**REQUEST**
Reproduce the listing below word for word, with no pictures.

[Object pointing dataset rows]

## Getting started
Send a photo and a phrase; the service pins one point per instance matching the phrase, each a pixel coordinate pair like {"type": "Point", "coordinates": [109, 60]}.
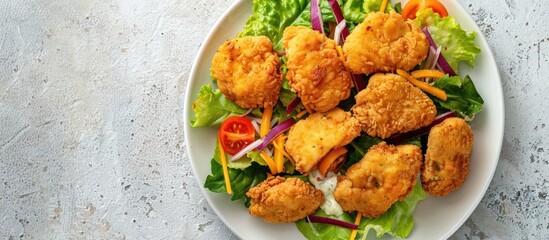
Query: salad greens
{"type": "Point", "coordinates": [211, 108]}
{"type": "Point", "coordinates": [458, 45]}
{"type": "Point", "coordinates": [463, 97]}
{"type": "Point", "coordinates": [270, 18]}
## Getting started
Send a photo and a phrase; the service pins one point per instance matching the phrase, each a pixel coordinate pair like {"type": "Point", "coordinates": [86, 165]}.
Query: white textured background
{"type": "Point", "coordinates": [91, 144]}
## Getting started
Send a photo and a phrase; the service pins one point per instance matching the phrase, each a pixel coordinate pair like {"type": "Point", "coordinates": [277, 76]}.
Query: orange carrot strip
{"type": "Point", "coordinates": [383, 6]}
{"type": "Point", "coordinates": [225, 170]}
{"type": "Point", "coordinates": [266, 121]}
{"type": "Point", "coordinates": [269, 162]}
{"type": "Point", "coordinates": [279, 153]}
{"type": "Point", "coordinates": [357, 221]}
{"type": "Point", "coordinates": [437, 92]}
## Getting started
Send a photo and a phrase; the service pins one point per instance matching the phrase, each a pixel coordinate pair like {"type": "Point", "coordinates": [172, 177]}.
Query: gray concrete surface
{"type": "Point", "coordinates": [91, 145]}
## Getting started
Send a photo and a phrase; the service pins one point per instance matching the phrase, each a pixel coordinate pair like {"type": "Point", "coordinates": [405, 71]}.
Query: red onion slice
{"type": "Point", "coordinates": [336, 9]}
{"type": "Point", "coordinates": [441, 61]}
{"type": "Point", "coordinates": [277, 130]}
{"type": "Point", "coordinates": [332, 221]}
{"type": "Point", "coordinates": [316, 17]}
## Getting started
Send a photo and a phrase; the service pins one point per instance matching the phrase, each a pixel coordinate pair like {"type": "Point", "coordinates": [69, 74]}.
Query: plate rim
{"type": "Point", "coordinates": [188, 98]}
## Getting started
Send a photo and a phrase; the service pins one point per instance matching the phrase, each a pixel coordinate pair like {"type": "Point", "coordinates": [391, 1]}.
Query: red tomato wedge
{"type": "Point", "coordinates": [409, 11]}
{"type": "Point", "coordinates": [235, 133]}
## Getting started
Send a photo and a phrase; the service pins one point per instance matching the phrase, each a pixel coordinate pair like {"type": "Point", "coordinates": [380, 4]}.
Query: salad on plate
{"type": "Point", "coordinates": [340, 116]}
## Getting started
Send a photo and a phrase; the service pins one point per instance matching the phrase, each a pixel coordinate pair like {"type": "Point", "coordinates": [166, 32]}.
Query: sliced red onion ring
{"type": "Point", "coordinates": [316, 17]}
{"type": "Point", "coordinates": [404, 137]}
{"type": "Point", "coordinates": [441, 61]}
{"type": "Point", "coordinates": [332, 221]}
{"type": "Point", "coordinates": [337, 32]}
{"type": "Point", "coordinates": [339, 18]}
{"type": "Point", "coordinates": [277, 130]}
{"type": "Point", "coordinates": [247, 112]}
{"type": "Point", "coordinates": [246, 149]}
{"type": "Point", "coordinates": [292, 105]}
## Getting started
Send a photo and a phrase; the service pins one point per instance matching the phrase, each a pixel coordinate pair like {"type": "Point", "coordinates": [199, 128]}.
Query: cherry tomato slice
{"type": "Point", "coordinates": [411, 8]}
{"type": "Point", "coordinates": [235, 133]}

**OUTPUT FOR THIS TASK**
## Getting started
Send a photo and a phrase; the service pins one point per instance matching the phrase, each a pixel coordinate pair like {"type": "Point", "coordinates": [109, 60]}.
Query: salad greens
{"type": "Point", "coordinates": [211, 108]}
{"type": "Point", "coordinates": [458, 45]}
{"type": "Point", "coordinates": [463, 97]}
{"type": "Point", "coordinates": [270, 18]}
## Getting started
Send a photo and a phrase; the service pins one point per instance matching the phrase, each a pixel coordinate pair like {"type": "Point", "coordinates": [86, 165]}.
Query: white textured background
{"type": "Point", "coordinates": [91, 144]}
## Getting started
Send a photo and a phrase; the service pins one point per instance matching the phrase, each a pixel coordinate pair like {"type": "Point", "coordinates": [277, 76]}.
Query: orange carrot strip
{"type": "Point", "coordinates": [383, 6]}
{"type": "Point", "coordinates": [225, 170]}
{"type": "Point", "coordinates": [266, 121]}
{"type": "Point", "coordinates": [269, 162]}
{"type": "Point", "coordinates": [279, 153]}
{"type": "Point", "coordinates": [357, 221]}
{"type": "Point", "coordinates": [437, 92]}
## Getting started
Send a photo and a phrase; the service pins one point per instance matching the phrase, each a pixel coordinate pair like {"type": "Point", "coordinates": [172, 177]}.
Query: gray concrete surface
{"type": "Point", "coordinates": [91, 145]}
## Getting started
Send a photo and a phrase; the service pins one point per instance matching the phrase, each a pixel coordinate pair like {"type": "Point", "coordinates": [405, 71]}.
Query: red onion slice
{"type": "Point", "coordinates": [336, 9]}
{"type": "Point", "coordinates": [441, 61]}
{"type": "Point", "coordinates": [277, 130]}
{"type": "Point", "coordinates": [332, 221]}
{"type": "Point", "coordinates": [316, 17]}
## Getting started
Send a photo and a phrase; the service pins one point per instance matching the phrase, each a pixel coordinate pair like {"type": "Point", "coordinates": [69, 74]}.
Query: plate rim
{"type": "Point", "coordinates": [188, 98]}
## Getting started
Send a photo and a phrase; the service pins one point per instance matching the phrase, each a pixel coordinate pair like {"type": "Point", "coordinates": [391, 1]}.
Query: red tomato wedge
{"type": "Point", "coordinates": [409, 11]}
{"type": "Point", "coordinates": [235, 133]}
## Getting started
Send a photo and a phrase; the service pins one point per instance matching the phrase, each a pixel coordinate pair like {"type": "Point", "coordinates": [380, 4]}.
Query: salad on plate
{"type": "Point", "coordinates": [340, 116]}
## Getting started
Send a photo and a phrase; the service pins one point per instance matching the phrase, each a pixel coordinate pair like {"type": "Point", "coordinates": [166, 32]}.
Query: sliced red onion ring
{"type": "Point", "coordinates": [316, 17]}
{"type": "Point", "coordinates": [404, 137]}
{"type": "Point", "coordinates": [441, 61]}
{"type": "Point", "coordinates": [332, 221]}
{"type": "Point", "coordinates": [337, 32]}
{"type": "Point", "coordinates": [339, 18]}
{"type": "Point", "coordinates": [277, 130]}
{"type": "Point", "coordinates": [247, 112]}
{"type": "Point", "coordinates": [246, 149]}
{"type": "Point", "coordinates": [292, 105]}
## Getting started
Send a photo and a phrase; the service pins one point per instance matching the phrase, each a pixel coordinate pair like {"type": "Point", "coordinates": [199, 128]}.
Query: cherry tomato slice
{"type": "Point", "coordinates": [411, 8]}
{"type": "Point", "coordinates": [235, 133]}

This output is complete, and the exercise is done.